*PROBLEMA*
Riporta le righe dall'inizio fino alla riga con "[(520, 307)]" compresa, sostituendo "dark suv" con "black suv" e lasciando invariato tutto il resto.

*RIGHE FORNITE*
_ _ _ _ _
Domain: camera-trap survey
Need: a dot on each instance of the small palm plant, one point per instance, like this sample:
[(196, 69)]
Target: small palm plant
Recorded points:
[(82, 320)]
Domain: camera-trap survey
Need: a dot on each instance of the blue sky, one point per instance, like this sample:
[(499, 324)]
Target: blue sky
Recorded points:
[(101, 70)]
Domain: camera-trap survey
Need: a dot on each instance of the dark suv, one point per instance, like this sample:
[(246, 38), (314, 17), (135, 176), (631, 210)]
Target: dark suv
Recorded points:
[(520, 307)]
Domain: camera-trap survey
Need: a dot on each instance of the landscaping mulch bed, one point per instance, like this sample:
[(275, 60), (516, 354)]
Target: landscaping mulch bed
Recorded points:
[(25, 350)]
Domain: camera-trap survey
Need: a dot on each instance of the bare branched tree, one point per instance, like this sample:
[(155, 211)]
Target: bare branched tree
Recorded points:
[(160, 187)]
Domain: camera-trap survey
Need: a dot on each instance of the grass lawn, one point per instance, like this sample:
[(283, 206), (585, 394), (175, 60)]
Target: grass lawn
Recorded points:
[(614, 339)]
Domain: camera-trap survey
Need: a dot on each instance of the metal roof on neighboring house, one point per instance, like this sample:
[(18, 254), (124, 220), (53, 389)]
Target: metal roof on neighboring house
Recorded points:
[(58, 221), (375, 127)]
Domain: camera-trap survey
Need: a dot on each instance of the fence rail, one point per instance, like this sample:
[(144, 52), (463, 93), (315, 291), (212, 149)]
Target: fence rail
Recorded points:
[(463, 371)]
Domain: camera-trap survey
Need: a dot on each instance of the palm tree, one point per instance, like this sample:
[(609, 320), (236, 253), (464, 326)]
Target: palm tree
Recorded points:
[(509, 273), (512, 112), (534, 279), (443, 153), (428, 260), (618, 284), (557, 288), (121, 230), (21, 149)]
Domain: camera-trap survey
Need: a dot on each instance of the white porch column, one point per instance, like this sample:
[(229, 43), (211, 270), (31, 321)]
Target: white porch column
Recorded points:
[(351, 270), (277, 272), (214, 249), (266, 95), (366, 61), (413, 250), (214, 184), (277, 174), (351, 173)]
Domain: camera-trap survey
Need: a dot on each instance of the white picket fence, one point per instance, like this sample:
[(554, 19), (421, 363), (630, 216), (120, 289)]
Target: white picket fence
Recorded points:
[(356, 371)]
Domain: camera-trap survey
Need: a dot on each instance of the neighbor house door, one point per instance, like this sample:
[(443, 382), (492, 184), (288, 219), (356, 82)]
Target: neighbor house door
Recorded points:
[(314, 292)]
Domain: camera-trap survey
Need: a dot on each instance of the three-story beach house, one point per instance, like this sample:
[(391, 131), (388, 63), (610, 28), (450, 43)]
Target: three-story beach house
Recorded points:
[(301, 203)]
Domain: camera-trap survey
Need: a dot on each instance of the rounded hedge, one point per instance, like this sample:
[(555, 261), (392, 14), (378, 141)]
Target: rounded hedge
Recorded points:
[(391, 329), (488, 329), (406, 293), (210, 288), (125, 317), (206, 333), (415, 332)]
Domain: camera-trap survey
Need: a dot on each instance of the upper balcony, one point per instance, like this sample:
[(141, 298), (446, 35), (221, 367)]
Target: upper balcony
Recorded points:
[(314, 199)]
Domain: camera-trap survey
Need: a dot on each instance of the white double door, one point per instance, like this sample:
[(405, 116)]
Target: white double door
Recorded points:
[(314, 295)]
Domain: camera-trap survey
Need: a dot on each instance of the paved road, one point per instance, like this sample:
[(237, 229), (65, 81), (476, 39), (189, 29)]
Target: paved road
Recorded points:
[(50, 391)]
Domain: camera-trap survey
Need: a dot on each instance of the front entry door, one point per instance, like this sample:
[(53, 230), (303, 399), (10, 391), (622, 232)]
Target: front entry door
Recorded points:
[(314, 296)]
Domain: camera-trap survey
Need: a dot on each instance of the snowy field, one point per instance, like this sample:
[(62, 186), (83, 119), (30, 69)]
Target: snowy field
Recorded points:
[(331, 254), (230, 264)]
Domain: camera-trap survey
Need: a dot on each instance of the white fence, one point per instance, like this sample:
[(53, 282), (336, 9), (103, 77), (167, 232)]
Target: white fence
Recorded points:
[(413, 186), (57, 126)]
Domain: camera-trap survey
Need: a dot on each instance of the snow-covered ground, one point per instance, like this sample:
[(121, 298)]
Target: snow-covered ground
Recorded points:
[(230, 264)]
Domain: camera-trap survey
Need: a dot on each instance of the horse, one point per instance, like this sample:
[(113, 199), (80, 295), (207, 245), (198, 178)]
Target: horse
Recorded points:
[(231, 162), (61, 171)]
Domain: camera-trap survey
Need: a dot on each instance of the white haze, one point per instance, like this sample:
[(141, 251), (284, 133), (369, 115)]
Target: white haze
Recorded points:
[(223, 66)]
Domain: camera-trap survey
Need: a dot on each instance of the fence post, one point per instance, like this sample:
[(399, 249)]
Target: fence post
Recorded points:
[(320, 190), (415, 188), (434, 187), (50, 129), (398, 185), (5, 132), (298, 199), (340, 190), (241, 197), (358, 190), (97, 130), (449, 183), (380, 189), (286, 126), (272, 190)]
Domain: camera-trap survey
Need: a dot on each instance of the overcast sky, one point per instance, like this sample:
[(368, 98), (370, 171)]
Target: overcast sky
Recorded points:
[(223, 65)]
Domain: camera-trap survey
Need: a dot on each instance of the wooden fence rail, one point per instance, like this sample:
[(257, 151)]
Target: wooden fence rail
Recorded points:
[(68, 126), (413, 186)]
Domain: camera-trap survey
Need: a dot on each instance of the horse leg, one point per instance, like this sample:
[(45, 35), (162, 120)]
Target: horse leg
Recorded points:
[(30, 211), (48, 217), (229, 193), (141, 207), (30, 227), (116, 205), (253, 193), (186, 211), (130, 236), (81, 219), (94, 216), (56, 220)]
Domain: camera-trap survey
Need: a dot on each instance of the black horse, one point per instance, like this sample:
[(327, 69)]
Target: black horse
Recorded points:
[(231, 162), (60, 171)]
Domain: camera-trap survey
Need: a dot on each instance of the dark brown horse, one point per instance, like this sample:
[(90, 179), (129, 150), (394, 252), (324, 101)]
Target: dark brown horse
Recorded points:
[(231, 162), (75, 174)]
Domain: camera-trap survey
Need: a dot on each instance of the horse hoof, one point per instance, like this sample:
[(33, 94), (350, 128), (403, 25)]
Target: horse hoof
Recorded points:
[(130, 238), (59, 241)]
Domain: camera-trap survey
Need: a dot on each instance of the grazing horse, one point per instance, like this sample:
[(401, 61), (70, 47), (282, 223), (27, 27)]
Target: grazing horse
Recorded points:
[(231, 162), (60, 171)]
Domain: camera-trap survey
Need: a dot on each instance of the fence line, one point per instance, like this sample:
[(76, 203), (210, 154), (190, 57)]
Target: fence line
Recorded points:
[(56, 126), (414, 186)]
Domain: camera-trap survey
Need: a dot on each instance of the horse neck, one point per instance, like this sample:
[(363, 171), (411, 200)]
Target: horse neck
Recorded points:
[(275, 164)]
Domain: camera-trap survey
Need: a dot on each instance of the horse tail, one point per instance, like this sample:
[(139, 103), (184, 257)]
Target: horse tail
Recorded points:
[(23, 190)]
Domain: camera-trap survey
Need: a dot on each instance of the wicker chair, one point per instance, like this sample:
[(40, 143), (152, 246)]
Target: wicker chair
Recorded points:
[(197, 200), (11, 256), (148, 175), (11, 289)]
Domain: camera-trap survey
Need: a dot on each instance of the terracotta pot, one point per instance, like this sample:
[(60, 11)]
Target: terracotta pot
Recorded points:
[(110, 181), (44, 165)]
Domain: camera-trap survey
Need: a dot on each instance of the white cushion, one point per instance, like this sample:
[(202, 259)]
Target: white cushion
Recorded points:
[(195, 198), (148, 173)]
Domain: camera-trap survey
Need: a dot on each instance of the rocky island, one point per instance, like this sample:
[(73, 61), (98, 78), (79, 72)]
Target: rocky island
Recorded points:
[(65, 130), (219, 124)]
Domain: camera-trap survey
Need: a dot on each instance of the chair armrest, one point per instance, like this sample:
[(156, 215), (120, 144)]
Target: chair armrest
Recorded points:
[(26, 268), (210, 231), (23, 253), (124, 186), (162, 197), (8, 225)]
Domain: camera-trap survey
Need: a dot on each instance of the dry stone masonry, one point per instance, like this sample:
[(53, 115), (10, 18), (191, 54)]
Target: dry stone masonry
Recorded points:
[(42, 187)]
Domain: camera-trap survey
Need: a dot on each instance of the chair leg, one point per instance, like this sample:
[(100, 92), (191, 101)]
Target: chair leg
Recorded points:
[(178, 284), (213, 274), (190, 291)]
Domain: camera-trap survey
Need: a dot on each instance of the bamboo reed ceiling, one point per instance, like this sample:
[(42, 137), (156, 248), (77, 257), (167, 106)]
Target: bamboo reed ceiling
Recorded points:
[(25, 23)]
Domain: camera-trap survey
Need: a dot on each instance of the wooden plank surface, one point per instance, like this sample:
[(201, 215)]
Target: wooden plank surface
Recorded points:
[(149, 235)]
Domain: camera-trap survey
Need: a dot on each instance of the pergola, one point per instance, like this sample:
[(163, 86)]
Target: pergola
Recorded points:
_ _ _ _ _
*RISPOSTA*
Domain: camera-trap survey
Need: a dot on each instance of the small palm plant, one point per instance, like this sample:
[(196, 69)]
Target: small palm plant
Recorded points:
[(82, 320)]
Domain: camera-trap survey
Need: a dot on each instance of the blue sky, one point per instance, like this sample:
[(499, 324)]
Target: blue sky
Recorded points:
[(101, 70)]
Domain: camera-trap survey
Need: a dot on each instance of the black suv, one point per instance, like this sample:
[(246, 38), (314, 17), (135, 176), (631, 210)]
Target: black suv
Recorded points:
[(520, 307)]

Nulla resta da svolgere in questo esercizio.